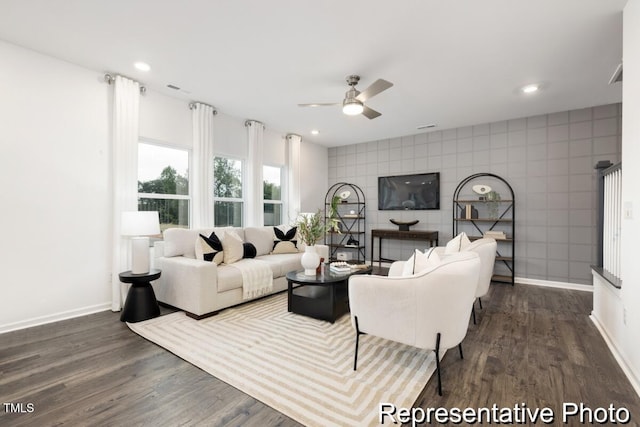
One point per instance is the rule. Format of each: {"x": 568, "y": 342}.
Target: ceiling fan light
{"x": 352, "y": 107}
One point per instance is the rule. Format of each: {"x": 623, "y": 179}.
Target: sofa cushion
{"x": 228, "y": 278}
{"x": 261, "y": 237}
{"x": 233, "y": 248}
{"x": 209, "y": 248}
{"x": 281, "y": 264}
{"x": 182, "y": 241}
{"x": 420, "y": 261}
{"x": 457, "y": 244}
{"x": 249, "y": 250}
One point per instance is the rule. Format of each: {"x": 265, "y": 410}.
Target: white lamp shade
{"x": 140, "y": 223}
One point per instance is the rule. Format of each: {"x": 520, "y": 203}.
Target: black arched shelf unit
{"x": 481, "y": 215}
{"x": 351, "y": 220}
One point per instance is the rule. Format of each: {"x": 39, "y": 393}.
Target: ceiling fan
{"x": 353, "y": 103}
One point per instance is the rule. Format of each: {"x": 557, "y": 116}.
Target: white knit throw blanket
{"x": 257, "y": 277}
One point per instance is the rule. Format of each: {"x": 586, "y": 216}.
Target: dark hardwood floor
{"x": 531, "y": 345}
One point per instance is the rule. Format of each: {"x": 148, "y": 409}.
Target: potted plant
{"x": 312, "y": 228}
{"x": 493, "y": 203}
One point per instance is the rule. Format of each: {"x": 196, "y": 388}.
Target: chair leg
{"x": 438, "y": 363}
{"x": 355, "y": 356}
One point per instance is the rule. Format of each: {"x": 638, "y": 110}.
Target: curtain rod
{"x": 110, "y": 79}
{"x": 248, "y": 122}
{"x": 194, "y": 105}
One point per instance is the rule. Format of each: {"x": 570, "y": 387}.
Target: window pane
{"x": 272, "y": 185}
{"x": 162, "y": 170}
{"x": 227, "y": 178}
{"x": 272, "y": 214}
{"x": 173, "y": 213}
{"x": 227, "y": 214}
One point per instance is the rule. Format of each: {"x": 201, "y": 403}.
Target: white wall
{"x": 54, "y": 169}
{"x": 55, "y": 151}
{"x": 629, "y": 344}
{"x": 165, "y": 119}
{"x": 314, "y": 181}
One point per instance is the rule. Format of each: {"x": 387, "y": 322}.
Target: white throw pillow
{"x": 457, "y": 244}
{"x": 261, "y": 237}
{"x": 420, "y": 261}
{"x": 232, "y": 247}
-- -- --
• _Required work_
Count the lines above that contain the string "throw", matching case exactly, and reply with only the number.

• _Correct output_
2